When locals the Dum Dum Girls first announced that a new album would be revealed in 2011, it wasn’t teased so much as forebodingly promised. “It would be pretty impossible to not write songs about death and darkness and sadness,” lead Dum Dum Girl Dee Dee said in an interview in February.
Four months earlier her mother had succumbed to brain cancer, the diagnosis of which had put a shroud over the Dum Dum Girls’ first year as a touring unit for Seattle indie label Sub Pop. Yet “Only in Dreams,” the so-called “dark” record promised by Dee Dee and released Tuesday (Sept. 27), is far more a statement of confidence than it is one of rock ’n’ roll wallowing.
Even “Coming Down,” a six-and-a-half-minute ballad about a search for clarity, is a showcase for the group’s growth. Compared with the cloudy, reverb-soaked sound of last year’s “I Will Be,” every guitar strike, lyrical strut and hand-clap-bolstered harmony is heard loud and pristine. No longer are Dee Dee’s icy vocals hesitant, detached and buried in a fuzzy mix of scrappy guitar riffs. She’s front and center throughout “Only in Dreams,” and never more so than on “Coming Down,” which sees the no-nonsense rocker graduating into an emotionally nuanced vocalist.

EXERCISE REQUIREMENTS:
1. According to the album review, why is "Coming Down" a showcase for the group's growth? Answer in one to three sentences.
2. Write the next part of the album review, picking up after its final sentence.
The records are separate material with no connection to the album review.

MATERIAL SUPPLIED:
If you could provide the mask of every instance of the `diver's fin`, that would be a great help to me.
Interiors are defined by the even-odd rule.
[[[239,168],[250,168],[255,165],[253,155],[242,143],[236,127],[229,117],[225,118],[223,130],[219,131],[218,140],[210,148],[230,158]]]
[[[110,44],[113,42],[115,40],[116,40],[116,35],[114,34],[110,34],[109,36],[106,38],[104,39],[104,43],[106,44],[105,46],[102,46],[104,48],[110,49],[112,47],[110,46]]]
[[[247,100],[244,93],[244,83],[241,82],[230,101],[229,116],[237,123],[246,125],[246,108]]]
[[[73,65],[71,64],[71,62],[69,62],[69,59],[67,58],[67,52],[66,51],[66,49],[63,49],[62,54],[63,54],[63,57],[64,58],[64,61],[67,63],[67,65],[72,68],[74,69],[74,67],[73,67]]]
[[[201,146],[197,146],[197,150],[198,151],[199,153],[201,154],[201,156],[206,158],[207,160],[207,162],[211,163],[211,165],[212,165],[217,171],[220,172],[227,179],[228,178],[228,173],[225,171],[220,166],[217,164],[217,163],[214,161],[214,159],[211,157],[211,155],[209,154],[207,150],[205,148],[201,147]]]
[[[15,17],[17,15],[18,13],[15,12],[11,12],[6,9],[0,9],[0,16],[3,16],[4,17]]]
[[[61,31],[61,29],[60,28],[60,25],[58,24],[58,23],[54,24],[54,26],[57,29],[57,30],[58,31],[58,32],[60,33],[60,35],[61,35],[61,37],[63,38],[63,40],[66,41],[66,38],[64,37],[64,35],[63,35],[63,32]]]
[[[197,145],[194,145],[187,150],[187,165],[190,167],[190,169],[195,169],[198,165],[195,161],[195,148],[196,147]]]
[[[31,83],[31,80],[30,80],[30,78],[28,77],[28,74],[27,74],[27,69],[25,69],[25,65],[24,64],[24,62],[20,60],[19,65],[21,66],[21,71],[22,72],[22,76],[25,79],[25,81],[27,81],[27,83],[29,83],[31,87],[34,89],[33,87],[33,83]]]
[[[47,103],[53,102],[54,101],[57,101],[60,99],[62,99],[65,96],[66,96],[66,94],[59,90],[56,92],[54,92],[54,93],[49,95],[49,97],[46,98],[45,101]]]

RESULTS:
1. Compared with the cloudy, reverb-soaked sound of "I Will Be," every guitar strike, lyrical strut and hand-clap-bolstered harmony on it is heard loud and pristine. Dee Dee's vocals are no longer hesitant, detached and buried in the mix; she is front and center, emerging as an emotionally nuanced vocalist.

2.
“I’m ready to be a singer,” said Dee Dee, whose band headlines the Troubadour on Monday. “I’m not as self-conscious as I was before. I don’t want to be a pop star by any means, but I do want to put out records where the vocals and lyrics are more discernible than they have been in the past. That’s what I spend all my energy on.”
The Dum Dum Girls last year were often mentioned hand in hand with Best Coast as one of L.A.’s most-promising acts, as both had a foot firmly planted in rock traditions. The Dum Dum Girls toughened up girl group classicism and had a look ripped from Marlon Brando’s “Wild One,” but family tragedy slowed the band’s touring ambitions and momentum.